======== Supplied information ========

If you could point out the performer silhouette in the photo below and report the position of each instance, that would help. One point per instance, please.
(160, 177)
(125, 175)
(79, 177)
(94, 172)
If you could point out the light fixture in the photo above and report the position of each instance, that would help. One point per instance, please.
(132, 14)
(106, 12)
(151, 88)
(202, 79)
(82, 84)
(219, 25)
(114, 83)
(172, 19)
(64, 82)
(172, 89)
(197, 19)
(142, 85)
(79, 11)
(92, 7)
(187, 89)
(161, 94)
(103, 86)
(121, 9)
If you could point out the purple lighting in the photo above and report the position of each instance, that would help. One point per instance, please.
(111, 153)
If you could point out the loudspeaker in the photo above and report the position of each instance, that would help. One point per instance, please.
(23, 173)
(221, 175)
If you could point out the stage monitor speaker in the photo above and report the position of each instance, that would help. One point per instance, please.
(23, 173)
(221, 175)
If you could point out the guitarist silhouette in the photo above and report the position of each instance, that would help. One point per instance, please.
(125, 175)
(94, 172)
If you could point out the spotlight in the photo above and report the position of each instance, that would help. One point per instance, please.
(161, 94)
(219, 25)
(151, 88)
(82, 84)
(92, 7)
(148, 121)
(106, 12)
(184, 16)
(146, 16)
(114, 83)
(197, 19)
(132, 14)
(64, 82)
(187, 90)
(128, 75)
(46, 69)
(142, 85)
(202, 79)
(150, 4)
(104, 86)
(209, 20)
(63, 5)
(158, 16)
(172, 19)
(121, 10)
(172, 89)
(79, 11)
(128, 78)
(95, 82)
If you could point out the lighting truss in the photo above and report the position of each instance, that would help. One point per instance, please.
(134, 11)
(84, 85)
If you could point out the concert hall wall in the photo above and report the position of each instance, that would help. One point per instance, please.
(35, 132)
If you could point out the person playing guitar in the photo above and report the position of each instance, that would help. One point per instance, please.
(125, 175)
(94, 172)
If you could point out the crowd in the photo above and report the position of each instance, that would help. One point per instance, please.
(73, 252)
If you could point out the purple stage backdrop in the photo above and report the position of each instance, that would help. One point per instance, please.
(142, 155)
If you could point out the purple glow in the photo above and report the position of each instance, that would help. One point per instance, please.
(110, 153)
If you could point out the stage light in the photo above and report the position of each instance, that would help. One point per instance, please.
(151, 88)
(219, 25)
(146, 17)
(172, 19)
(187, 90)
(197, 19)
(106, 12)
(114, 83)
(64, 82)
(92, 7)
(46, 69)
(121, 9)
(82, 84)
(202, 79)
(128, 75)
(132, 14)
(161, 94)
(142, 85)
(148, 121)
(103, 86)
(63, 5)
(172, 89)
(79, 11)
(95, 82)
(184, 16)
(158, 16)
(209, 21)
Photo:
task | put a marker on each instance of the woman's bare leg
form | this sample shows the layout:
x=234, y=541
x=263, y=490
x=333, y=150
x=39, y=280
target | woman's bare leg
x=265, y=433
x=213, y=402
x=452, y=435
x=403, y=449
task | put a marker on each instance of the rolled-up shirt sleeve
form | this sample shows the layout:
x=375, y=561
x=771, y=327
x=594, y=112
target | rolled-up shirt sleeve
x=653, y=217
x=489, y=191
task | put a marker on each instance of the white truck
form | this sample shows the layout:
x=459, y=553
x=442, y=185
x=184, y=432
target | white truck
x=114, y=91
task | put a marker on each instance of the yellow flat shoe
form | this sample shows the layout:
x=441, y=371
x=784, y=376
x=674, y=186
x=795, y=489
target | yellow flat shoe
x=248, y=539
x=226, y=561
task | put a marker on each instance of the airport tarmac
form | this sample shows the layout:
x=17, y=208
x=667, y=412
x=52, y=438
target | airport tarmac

========

> Required work
Starting at the line that contains "task | put a marker on each instance of the yellow" and running through the end of the data, write out every line again, requests included, but raise each coordinate in the answers by 97, leaving the sample coordinates in the requests unchanged.

> Response for this exercise
task | put a marker on each instance of the yellow flat shoe
form | this sample shows the layout:
x=441, y=371
x=784, y=376
x=674, y=186
x=795, y=489
target | yellow flat shoe
x=345, y=636
x=323, y=658
task | put a marker on each instance of the airport tarmac
form | this sample shows the layout:
x=17, y=208
x=667, y=412
x=52, y=438
target | airport tarmac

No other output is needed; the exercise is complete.